## Extracted entries

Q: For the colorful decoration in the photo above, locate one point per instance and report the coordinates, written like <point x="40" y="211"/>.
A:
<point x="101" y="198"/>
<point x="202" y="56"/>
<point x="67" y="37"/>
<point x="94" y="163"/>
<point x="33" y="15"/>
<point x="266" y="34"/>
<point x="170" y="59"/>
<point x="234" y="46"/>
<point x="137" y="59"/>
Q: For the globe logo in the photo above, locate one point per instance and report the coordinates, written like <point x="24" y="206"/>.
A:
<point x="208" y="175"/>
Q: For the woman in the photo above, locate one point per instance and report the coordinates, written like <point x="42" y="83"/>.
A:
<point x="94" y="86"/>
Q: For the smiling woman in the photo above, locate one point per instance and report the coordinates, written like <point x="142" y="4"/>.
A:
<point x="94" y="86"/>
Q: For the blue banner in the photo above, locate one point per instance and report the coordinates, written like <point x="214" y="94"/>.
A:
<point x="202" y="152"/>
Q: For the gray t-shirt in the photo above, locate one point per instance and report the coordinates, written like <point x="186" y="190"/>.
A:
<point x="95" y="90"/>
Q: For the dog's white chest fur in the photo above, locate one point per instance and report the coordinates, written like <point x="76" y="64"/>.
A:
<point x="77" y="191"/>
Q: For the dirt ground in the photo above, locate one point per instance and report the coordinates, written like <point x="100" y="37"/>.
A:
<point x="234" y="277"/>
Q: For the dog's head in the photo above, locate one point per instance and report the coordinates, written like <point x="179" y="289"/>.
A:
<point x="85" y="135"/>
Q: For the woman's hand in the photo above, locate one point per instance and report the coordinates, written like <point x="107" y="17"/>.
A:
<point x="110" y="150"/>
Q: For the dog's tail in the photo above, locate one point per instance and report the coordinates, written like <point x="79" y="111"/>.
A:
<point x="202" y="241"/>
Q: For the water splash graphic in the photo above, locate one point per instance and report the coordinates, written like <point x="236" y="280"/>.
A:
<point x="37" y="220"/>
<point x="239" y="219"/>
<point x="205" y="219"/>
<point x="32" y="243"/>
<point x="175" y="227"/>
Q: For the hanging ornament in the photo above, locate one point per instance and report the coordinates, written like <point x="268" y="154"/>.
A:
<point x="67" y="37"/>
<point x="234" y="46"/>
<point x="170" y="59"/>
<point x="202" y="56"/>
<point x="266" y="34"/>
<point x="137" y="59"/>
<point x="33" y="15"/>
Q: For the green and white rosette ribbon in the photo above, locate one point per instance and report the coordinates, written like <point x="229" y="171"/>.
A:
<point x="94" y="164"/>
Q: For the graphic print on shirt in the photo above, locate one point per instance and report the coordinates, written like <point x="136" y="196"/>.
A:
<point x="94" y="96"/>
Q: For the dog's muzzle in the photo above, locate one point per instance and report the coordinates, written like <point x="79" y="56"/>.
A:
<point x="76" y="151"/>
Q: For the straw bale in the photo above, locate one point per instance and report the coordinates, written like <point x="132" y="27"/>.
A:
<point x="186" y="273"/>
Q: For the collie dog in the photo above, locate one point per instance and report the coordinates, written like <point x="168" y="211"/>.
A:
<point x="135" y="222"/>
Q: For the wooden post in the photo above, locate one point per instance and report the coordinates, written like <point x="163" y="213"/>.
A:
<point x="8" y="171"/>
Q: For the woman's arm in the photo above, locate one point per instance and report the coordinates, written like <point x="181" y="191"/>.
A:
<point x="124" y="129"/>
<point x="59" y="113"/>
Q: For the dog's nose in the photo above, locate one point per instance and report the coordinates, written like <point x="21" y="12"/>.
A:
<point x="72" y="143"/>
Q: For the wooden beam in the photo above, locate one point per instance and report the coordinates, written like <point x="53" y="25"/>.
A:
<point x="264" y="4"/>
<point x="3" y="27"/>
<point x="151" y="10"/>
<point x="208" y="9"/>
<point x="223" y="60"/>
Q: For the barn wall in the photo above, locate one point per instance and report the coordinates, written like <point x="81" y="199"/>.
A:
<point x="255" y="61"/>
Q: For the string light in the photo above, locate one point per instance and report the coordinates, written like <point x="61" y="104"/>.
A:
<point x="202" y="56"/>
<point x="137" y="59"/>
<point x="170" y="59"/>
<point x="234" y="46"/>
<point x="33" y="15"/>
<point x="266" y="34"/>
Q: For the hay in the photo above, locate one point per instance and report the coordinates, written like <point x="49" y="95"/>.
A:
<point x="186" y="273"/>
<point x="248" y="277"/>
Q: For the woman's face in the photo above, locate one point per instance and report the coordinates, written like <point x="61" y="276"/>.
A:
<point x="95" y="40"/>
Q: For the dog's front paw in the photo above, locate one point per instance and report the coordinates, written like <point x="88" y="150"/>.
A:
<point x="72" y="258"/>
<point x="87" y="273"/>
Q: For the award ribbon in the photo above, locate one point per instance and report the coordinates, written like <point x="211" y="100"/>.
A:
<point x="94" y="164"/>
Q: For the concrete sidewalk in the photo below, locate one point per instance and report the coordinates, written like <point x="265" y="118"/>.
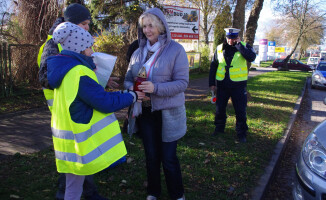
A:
<point x="30" y="131"/>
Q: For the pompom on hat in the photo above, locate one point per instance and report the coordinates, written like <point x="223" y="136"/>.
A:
<point x="76" y="13"/>
<point x="72" y="37"/>
<point x="232" y="33"/>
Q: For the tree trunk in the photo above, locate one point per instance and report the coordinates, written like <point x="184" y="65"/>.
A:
<point x="252" y="23"/>
<point x="239" y="16"/>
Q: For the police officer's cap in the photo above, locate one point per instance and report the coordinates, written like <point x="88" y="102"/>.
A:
<point x="232" y="33"/>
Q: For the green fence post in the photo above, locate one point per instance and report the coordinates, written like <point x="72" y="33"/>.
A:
<point x="1" y="74"/>
<point x="10" y="74"/>
<point x="5" y="68"/>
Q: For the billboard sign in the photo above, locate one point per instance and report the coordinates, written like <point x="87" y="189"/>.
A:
<point x="183" y="22"/>
<point x="279" y="49"/>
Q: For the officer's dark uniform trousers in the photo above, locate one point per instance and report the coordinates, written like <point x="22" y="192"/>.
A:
<point x="238" y="96"/>
<point x="227" y="89"/>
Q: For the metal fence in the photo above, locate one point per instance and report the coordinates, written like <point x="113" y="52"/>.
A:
<point x="13" y="72"/>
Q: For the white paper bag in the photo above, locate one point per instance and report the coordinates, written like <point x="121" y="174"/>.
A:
<point x="104" y="66"/>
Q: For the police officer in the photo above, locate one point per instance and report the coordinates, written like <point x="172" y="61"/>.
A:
<point x="228" y="76"/>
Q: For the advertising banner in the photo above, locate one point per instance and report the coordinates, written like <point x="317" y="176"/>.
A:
<point x="194" y="60"/>
<point x="263" y="49"/>
<point x="279" y="49"/>
<point x="183" y="22"/>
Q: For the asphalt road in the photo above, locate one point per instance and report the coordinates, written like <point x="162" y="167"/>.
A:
<point x="311" y="113"/>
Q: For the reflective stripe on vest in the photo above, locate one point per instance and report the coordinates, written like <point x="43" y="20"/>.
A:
<point x="83" y="149"/>
<point x="48" y="93"/>
<point x="238" y="71"/>
<point x="83" y="136"/>
<point x="91" y="156"/>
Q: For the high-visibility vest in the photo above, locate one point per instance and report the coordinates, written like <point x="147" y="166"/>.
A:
<point x="48" y="93"/>
<point x="83" y="149"/>
<point x="239" y="69"/>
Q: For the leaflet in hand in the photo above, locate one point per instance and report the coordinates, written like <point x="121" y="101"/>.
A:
<point x="104" y="66"/>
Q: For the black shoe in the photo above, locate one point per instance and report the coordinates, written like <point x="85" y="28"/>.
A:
<point x="242" y="139"/>
<point x="215" y="133"/>
<point x="95" y="196"/>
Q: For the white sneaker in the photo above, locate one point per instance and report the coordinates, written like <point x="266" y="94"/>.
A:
<point x="150" y="197"/>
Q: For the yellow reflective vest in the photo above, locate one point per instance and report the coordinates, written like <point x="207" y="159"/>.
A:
<point x="83" y="149"/>
<point x="239" y="69"/>
<point x="48" y="93"/>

## Required task
Keep only the lines from the one containing "Q: For the black" to the end of the entries, and repeat them exactly.

## Exercise output
Q: For the black shoe in the photo above, locate one point per instance and report the coordinates, written like <point x="85" y="28"/>.
A:
<point x="242" y="139"/>
<point x="215" y="133"/>
<point x="95" y="196"/>
Q: For the white sneaker in the photo above, locate one point per instance and report the coordinates, written like <point x="266" y="94"/>.
A:
<point x="150" y="197"/>
Q: For the yellow reflective vest in the photo above, locate one point per instance and report the coordinates, written like <point x="207" y="159"/>.
A:
<point x="83" y="149"/>
<point x="239" y="69"/>
<point x="48" y="93"/>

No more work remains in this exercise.